## Selected excerpt:
=======

Japan from the inside out

Turn out the lights

Posted by ampontan on Friday, August 19, 2011

A year ago, (Kan Naoto) wanted to quickly build a society that wasn’t dependent on fossil fuels. When you add to that a society which isn’t dependent on nuclear energy, how are we supposed to obtain energy?
– Sengoku Yoshito, Deputy Chief Cabinet Secretary, on 28 July

IN AN INTERVIEW published last week in the weekly Shukan Asahi, Prime Minister Kan Naoto had this to say about the world’s third-largest economy:

Put in the extreme, we must be able to maintain the survival of the nation even if the energy supply is halved from its present amount.

Yes, that’s the prime minister of Japan speaking.

And people thought Hatoyama Yukio was from outer space.

Now why would Japan wake up one day to a nightmare in which its energy supply is halved? National leaders have to be prepared for every contingency, but Kim Tubby III in Pyeongyang will not be ordering a surgically precise missile attack on the power plants on the far shores of the Sea of Japan anytime soon. The North Koreans would sooner eat the Dogs of War than unleash them.

But Kan Naoto does have a dream, and part of that dream is to end the country’s reliance on nuclear and fossil fuel power generation in Japan. He’d replace that, to the extent it’s replaceable, with the wind power that he “loves”, according to his blog posts of several years ago. He’s also cooked up a cockamamie crony capitalism scheme with Son Masayoshi to cover all the currently unutilized farmland with solar panels and harvest sun power.

But even if the prime minister’s contingency plan resembles the ramblings of a barstool philosopher from the nihilist left, other people are starting to formulate plans of their own premised on a powerless Japan. They can’t afford not to.

Yosano Kaoru, the Minister of State for Economic and Fiscal Policy, said this about keeping the nuclear plants idled:

It can easily be envisioned this will have an effect on the Japanese economy.

It can just as easily be envisioned what Mr. Yosano would have said if he wasn’t biting his tongue as a member of the Cabinet.

Yonekura Hiromasa, the chairman of Keidanren (the Japan Business Federation) predicted that more than 40% of the country’s large corporations would leave Japan if nuclear power generation were ended. Some would suggest that Mr. Yonekura exaggerates because Keidanren represents what the Democratic Party of Japan likes to call Big Capital, and what the rest of the world calls Big Business. In fact, he may be understating the problem.

Earlier this week, the Kyodo news agency released the results of their questionnaire survey of 105 major companies. The survey found that 55 firms, or more than half, said they were accelerating plans to move operations overseas as a way to strengthen the corporate foundation. The general reason they cited was a bad business climate, but the specific reasons were the lack of sufficient electricity over the long term, the high yen, and low stock prices.

Another 47 replied that they’d stay in Japan for the long haul, 17 said they had no other option but to consider such a move, and two said they’d already done it.

An article in the 5 August edition of the weekly Shukan Post provided more specifics.

* Mitsui Mining and Smelting

The company announced in June that it will build a new production line for its primary products, materials used for smartphones, in Malaysia. Their plant in Saitama was idled for a month due to rolling blackouts. They have a market share exceeding 90% for electrolytic copper foil for smartphone use. The company told the magazine that they operate 24 hours a day, so even a two-hour production stoppage has a serious effect.

=======

## Source excerpt:

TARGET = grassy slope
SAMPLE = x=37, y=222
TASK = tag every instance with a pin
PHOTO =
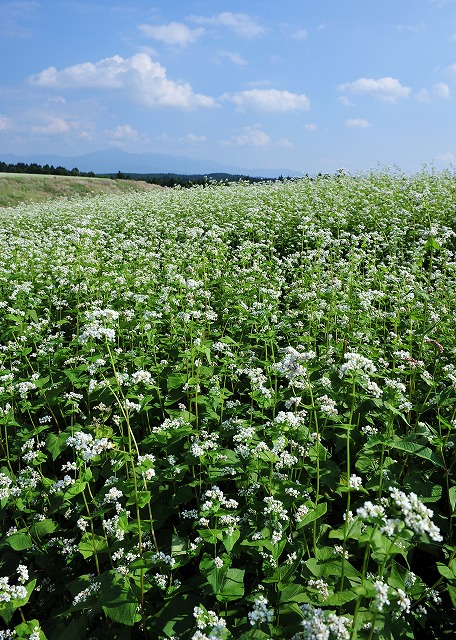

=======

## Exercise directions:
Repeat the post on Japan's energy supply starting at "Earlier this week, the" and ending at "low stock prices.", swapping "Kyodo news agency" for "Jiji Press". The material has no connection to the post on Japan's energy supply.

## Response to this exercise:
Earlier this week, the Jiji Press released the results of their questionnaire survey of 105 major companies. The survey found that 55 firms, or more than half, said they were accelerating plans to move operations overseas as a way to strengthen the corporate foundation. The general reason they cited was a bad business climate, but the specific reasons were the lack of sufficient electricity over the long term, the high yen, and low stock prices.